• About this task:
Please copy out all the data. Every detail stays the same.

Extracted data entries
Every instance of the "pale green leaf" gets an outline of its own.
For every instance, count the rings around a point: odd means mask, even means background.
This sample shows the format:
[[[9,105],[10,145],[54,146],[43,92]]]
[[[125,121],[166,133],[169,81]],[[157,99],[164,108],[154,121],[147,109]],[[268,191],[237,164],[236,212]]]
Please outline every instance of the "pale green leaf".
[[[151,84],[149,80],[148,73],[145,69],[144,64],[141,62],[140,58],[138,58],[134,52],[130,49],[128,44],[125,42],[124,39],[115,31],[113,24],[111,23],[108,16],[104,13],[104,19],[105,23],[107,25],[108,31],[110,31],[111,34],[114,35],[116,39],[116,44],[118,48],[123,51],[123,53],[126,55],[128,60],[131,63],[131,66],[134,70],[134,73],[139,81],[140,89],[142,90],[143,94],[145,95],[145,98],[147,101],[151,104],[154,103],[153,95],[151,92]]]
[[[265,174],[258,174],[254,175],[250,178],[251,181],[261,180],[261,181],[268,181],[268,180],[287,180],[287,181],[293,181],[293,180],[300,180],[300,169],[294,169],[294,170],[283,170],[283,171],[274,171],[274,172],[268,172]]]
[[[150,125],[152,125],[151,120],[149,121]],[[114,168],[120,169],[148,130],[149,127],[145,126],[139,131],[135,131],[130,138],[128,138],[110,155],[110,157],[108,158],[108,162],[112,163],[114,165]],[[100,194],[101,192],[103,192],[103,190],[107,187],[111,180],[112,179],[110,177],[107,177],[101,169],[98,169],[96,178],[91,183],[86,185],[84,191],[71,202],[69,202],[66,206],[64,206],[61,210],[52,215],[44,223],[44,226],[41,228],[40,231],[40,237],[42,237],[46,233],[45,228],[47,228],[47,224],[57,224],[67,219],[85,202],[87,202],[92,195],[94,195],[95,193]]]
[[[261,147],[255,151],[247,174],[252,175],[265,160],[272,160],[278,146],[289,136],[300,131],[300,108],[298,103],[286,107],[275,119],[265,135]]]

• Response:
Every instance of the "pale green leaf" gets an outline of its own.
For every instance, count the rings around a point: odd means mask, even means background.
This sample shows the format:
[[[9,105],[10,145],[54,146],[43,92]]]
[[[125,121],[166,133],[169,81]],[[157,99],[164,108],[154,121],[147,109]],[[268,191],[237,164],[236,212]]]
Please outline every instance of the "pale green leaf".
[[[151,84],[149,80],[148,73],[145,69],[144,64],[141,62],[140,58],[138,58],[134,52],[130,49],[128,44],[125,42],[124,39],[115,31],[113,24],[111,23],[108,16],[104,13],[104,19],[105,23],[107,25],[108,31],[110,31],[111,34],[114,35],[116,39],[116,44],[118,48],[123,51],[123,53],[126,55],[128,60],[131,63],[131,66],[134,70],[134,73],[139,81],[140,89],[142,90],[143,94],[145,95],[145,98],[147,101],[151,104],[154,103],[153,95],[151,92]]]
[[[265,174],[258,174],[254,175],[250,178],[251,181],[261,180],[261,181],[268,181],[268,180],[287,180],[287,181],[293,181],[293,180],[300,180],[300,169],[294,169],[294,170],[283,170],[283,171],[274,171],[274,172],[268,172]]]
[[[150,125],[152,125],[151,120],[149,121]],[[114,168],[120,169],[148,130],[149,127],[145,126],[139,131],[135,131],[130,138],[128,138],[110,155],[110,157],[108,158],[108,162],[112,163],[114,165]],[[100,194],[101,192],[103,192],[103,190],[107,187],[111,180],[112,179],[110,177],[107,177],[101,169],[98,169],[96,178],[91,183],[86,185],[84,191],[71,202],[69,202],[66,206],[64,206],[61,210],[52,215],[44,223],[44,226],[41,228],[40,231],[40,237],[42,237],[46,233],[45,228],[47,228],[47,224],[57,224],[67,219],[85,202],[87,202],[92,195],[94,195],[95,193]]]
[[[261,147],[255,151],[247,174],[252,175],[265,160],[272,160],[278,146],[289,136],[300,131],[300,108],[298,103],[286,107],[275,119],[265,135]]]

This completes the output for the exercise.